| Work to be completed |
Each line of the records below that contains "brown" needs to be copied.

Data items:
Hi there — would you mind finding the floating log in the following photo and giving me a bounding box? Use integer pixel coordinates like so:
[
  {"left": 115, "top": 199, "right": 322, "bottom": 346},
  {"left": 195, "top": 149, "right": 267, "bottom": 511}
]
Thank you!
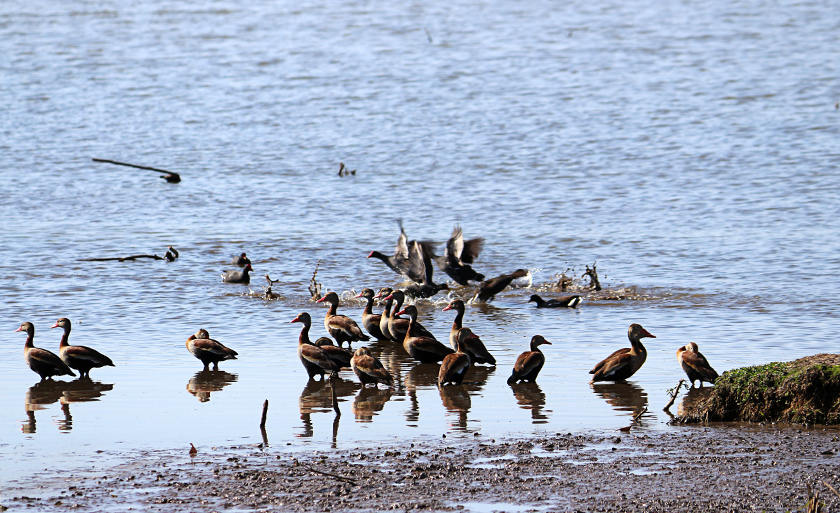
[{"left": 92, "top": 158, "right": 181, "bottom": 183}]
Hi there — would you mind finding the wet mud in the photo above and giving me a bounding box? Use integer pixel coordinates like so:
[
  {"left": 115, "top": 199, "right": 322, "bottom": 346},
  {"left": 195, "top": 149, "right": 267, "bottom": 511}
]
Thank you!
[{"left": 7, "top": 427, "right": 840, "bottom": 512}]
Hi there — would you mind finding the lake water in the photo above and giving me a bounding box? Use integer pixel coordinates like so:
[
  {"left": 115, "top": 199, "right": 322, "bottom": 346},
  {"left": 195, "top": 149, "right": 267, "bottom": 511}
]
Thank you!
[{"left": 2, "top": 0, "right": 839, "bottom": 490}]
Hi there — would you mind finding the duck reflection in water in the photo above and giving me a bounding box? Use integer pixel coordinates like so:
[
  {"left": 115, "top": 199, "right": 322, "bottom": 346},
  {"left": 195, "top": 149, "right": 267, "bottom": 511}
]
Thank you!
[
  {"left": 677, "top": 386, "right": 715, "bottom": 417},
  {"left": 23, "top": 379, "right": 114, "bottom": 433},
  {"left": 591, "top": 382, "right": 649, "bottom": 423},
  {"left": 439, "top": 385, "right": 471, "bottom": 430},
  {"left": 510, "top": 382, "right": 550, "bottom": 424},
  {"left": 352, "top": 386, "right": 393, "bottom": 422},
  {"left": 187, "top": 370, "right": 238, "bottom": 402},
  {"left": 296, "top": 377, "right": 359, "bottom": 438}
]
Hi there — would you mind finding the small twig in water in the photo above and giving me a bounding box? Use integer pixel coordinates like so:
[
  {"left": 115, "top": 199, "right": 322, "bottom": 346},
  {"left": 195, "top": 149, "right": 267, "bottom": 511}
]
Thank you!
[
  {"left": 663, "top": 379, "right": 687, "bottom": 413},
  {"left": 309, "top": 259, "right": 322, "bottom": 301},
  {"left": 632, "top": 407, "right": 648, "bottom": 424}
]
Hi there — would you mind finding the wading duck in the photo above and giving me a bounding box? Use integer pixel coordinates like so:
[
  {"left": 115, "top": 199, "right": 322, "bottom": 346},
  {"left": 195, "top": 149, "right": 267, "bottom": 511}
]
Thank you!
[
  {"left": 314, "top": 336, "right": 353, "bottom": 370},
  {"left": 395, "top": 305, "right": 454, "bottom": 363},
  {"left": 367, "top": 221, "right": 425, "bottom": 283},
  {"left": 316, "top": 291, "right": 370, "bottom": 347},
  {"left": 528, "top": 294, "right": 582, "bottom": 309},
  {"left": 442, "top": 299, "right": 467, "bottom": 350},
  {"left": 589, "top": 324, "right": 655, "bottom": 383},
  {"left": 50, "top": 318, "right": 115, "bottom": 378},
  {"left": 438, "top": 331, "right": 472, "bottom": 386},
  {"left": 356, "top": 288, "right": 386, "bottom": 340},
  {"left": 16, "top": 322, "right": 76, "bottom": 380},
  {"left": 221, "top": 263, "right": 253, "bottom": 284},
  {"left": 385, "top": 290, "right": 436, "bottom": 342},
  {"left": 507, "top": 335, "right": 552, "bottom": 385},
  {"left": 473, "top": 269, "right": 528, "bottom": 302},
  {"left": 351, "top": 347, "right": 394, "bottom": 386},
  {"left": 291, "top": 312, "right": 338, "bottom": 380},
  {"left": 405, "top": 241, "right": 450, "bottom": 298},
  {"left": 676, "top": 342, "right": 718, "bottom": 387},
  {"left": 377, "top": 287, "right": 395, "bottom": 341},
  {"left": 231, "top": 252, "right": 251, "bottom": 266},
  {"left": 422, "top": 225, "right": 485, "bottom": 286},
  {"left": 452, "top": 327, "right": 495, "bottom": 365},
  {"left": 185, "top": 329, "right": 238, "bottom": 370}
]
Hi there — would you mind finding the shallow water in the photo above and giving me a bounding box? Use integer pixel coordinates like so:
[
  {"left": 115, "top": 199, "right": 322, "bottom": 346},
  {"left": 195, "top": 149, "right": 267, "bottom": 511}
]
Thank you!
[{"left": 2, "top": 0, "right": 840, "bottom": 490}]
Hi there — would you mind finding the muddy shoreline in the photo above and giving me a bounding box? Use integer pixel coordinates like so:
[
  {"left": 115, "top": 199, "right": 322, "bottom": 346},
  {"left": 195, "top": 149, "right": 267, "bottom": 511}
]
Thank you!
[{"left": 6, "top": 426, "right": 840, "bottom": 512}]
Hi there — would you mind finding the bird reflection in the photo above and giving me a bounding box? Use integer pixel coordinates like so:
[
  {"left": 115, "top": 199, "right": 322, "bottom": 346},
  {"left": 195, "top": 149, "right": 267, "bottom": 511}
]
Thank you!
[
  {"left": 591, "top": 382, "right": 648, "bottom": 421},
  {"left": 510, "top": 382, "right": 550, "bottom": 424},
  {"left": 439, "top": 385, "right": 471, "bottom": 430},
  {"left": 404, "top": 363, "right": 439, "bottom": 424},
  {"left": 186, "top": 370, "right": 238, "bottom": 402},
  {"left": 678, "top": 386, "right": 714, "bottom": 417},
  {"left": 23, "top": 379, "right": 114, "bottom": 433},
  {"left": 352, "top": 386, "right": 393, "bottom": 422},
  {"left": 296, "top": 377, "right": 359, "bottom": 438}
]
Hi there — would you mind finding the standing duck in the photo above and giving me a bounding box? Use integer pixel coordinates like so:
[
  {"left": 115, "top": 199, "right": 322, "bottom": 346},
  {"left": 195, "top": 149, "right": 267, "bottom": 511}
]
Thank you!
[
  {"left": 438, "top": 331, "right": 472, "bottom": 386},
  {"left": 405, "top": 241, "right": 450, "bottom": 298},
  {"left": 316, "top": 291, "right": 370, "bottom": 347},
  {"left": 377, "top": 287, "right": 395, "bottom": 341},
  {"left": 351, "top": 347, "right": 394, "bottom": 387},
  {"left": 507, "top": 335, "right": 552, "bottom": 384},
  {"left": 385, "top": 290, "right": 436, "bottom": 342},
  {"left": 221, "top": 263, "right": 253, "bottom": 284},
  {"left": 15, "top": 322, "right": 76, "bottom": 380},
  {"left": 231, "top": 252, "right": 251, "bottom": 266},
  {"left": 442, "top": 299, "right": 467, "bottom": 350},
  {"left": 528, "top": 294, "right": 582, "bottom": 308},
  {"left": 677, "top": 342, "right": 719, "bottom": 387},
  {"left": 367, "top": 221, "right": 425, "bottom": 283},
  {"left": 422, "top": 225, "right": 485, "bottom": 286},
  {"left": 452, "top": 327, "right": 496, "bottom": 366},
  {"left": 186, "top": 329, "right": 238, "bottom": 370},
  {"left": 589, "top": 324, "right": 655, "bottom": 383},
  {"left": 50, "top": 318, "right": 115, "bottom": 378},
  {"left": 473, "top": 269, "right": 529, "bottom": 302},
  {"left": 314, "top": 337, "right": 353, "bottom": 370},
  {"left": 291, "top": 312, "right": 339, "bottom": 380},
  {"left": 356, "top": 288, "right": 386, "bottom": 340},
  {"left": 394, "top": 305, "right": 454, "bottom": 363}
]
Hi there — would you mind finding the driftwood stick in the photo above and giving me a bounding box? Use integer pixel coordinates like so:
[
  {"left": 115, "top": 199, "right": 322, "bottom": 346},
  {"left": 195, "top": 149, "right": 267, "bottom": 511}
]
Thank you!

==

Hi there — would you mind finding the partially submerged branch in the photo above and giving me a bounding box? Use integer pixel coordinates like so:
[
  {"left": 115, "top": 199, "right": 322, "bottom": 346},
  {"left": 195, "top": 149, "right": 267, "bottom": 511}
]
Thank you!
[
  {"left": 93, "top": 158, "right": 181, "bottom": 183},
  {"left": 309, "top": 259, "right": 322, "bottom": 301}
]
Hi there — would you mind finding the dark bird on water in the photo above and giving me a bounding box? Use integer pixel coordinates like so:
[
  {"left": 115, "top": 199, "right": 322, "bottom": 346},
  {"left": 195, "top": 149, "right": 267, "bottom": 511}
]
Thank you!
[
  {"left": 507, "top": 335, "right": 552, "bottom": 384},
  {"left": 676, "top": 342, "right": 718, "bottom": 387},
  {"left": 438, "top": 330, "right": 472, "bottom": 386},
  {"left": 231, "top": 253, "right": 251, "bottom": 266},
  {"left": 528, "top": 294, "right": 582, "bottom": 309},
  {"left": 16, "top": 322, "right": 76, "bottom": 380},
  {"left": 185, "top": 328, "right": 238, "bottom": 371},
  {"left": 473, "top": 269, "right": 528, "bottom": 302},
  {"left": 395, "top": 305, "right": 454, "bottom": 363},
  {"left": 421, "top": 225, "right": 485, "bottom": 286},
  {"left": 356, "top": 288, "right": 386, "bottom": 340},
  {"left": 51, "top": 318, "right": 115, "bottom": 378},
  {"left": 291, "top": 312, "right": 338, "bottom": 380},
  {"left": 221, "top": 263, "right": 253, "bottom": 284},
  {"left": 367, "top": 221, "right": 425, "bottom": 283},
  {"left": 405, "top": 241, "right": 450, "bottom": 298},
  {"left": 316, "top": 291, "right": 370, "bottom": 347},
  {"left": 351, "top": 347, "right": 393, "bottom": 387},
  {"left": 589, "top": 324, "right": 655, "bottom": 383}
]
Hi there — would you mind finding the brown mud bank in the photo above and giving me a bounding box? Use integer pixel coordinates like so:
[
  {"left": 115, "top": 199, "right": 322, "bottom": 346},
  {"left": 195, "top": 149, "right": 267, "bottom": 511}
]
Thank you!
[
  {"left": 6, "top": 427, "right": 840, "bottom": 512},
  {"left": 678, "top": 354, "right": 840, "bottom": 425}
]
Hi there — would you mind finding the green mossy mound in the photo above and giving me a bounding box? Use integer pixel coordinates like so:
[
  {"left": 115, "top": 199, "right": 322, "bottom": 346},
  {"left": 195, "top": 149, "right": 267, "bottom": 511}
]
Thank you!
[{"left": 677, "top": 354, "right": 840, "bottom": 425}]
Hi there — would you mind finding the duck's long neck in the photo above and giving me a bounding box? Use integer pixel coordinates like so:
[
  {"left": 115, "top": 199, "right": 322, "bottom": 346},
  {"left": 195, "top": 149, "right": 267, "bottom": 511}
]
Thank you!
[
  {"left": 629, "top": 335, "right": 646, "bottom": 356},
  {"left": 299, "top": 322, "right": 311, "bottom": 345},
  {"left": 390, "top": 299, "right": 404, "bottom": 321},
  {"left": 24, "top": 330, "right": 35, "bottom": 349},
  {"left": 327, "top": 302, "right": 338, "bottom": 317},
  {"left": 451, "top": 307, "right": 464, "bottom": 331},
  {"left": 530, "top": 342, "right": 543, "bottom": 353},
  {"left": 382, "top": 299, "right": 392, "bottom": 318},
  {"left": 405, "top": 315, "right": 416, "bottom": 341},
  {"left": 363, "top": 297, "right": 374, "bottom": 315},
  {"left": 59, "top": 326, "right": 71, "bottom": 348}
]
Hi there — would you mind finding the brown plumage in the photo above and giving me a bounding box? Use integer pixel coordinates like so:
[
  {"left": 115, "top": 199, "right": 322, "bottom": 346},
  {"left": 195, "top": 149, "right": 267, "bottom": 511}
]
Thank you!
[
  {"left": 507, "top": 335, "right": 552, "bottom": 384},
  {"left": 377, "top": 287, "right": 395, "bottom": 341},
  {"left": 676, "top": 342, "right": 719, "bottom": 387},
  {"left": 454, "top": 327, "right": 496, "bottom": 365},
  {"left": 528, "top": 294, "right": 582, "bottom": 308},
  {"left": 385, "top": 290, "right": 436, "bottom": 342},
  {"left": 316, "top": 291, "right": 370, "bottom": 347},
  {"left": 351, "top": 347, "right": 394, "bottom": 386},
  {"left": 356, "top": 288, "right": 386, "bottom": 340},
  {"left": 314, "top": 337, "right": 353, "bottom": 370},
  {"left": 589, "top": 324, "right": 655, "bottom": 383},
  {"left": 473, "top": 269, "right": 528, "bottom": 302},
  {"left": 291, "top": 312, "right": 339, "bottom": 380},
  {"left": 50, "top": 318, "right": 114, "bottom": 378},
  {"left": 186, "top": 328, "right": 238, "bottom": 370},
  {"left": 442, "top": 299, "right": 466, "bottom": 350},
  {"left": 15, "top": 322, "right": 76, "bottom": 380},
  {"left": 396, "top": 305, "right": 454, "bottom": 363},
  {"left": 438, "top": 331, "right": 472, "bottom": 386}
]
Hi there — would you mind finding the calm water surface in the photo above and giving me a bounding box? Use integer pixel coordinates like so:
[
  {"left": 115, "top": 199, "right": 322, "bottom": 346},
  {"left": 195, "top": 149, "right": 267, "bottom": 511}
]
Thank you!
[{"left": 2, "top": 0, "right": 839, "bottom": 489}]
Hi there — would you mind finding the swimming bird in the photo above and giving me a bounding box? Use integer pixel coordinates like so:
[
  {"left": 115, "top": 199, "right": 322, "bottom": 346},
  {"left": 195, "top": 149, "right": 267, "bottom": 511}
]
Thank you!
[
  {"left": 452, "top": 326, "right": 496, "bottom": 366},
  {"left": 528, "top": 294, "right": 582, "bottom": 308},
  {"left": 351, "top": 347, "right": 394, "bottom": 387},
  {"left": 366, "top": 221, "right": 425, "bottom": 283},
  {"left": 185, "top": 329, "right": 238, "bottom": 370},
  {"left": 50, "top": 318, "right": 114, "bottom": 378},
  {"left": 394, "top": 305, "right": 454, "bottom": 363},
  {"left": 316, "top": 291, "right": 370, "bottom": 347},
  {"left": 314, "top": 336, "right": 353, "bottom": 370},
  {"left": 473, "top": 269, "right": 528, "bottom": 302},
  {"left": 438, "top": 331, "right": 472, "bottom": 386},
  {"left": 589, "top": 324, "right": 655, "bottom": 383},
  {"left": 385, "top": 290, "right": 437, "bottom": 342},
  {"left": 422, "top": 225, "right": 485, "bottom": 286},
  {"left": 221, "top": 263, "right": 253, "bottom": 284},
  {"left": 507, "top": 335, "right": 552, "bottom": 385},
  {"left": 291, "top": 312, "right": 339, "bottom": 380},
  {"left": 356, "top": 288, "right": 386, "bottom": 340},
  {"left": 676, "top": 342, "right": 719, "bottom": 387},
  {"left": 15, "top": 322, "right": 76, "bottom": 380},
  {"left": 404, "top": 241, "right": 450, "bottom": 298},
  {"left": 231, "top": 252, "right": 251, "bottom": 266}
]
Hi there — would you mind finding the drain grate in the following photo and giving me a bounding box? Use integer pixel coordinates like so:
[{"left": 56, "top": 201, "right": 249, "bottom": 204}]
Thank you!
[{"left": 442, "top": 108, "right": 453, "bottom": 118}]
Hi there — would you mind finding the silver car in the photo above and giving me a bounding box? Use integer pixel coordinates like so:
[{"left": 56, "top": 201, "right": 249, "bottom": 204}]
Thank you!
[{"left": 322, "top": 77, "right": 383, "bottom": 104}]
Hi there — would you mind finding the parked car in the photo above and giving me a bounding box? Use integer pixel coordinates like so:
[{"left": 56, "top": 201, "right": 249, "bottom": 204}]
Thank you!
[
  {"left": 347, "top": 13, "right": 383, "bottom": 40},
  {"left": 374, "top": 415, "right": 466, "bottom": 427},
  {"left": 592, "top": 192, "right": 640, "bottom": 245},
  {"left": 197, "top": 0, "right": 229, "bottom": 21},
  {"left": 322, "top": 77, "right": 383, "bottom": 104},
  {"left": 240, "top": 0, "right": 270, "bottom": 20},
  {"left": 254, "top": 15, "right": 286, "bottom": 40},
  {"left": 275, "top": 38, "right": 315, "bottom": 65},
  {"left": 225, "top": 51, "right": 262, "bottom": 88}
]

==

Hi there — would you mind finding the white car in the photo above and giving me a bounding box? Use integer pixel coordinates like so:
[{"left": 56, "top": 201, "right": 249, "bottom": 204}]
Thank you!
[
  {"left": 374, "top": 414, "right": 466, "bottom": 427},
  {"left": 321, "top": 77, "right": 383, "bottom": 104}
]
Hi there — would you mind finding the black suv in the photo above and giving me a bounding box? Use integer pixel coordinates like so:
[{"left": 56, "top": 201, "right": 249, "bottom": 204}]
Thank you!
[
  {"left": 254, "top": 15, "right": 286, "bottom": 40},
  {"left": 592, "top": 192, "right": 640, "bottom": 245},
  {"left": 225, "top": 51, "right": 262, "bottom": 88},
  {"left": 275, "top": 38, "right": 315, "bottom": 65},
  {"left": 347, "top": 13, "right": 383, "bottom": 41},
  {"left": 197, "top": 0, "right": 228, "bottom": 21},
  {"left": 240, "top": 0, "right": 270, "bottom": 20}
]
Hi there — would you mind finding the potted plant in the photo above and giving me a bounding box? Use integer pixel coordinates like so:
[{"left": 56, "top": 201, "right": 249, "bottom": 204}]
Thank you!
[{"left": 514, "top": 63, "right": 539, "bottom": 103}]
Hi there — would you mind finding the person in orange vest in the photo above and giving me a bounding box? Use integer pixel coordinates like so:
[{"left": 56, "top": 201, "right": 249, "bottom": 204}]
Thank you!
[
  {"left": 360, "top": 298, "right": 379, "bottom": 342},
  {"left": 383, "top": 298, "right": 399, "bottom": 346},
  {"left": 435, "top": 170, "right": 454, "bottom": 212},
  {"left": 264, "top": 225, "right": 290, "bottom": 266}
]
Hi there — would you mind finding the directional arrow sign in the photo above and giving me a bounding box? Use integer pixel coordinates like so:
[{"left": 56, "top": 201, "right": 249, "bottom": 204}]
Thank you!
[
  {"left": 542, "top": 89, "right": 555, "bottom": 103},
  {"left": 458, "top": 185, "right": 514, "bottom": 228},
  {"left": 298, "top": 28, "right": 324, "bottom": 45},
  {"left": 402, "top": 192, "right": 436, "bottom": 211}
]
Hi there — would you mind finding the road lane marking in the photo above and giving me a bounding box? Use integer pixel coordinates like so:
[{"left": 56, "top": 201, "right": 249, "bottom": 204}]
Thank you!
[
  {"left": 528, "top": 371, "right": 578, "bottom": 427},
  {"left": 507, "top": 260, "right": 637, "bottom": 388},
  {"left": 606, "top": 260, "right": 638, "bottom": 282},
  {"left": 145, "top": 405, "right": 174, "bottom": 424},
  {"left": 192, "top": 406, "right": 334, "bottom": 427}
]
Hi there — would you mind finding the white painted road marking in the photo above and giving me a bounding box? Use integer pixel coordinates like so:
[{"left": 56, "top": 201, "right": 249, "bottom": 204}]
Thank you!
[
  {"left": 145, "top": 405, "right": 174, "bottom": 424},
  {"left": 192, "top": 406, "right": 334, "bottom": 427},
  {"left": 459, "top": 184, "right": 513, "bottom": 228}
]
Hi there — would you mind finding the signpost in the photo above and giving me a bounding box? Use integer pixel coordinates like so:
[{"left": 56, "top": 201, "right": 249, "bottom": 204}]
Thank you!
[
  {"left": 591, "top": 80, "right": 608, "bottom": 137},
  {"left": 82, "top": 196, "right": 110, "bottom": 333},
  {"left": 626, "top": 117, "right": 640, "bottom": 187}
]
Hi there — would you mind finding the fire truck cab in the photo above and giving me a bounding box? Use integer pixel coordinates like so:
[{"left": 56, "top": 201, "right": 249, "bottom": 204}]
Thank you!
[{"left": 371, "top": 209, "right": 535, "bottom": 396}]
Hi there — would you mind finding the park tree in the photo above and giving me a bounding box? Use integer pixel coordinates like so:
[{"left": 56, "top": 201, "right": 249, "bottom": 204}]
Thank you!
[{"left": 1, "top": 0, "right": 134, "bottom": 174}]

| Written solution |
Hi there — would you mind finding the brown mud bank in the photo above and giving me a bounding box? Use integer pixel coordinates like so:
Hi there — would you mind finding the brown plumage in the photo above and giving me a bounding box? Use integer pixel coordinates like so:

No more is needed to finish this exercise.